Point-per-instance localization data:

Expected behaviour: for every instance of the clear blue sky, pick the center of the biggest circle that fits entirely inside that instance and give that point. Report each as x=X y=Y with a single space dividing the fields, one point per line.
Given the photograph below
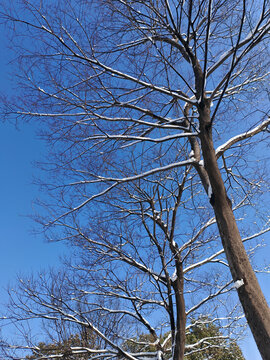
x=22 y=252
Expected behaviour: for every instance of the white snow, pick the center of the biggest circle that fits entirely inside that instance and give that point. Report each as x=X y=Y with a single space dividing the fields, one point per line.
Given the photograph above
x=201 y=163
x=238 y=283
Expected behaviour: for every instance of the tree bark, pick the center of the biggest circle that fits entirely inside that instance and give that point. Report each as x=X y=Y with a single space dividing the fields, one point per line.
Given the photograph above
x=255 y=307
x=180 y=335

- [TASK PROMPT]
Leave out the images and repeat the rest of the data word for word.

- [RESULT]
Expected behaviour: for every instance of the clear blue sky, pick the center of the biggest circle that fits entirely inside that instance and give that point. Report each as x=X y=Y with a single space dividing the fields, one point per line.
Given the photograph below
x=22 y=252
Expected behaviour: for every instance of the white snow, pick the center of the biggest circle that fits entirely inside that instance and give that point. Report each as x=X y=Y with a single space dividing the fields, one point per line.
Given the photograph above
x=201 y=163
x=238 y=283
Expected behaviour: for every instance of the tree bark, pick the center of the biggest circle that fits entirely inside that instance and give that point. Report each as x=X y=Y with a single space dividing the fields, one point per line.
Given the photograph above
x=255 y=307
x=180 y=335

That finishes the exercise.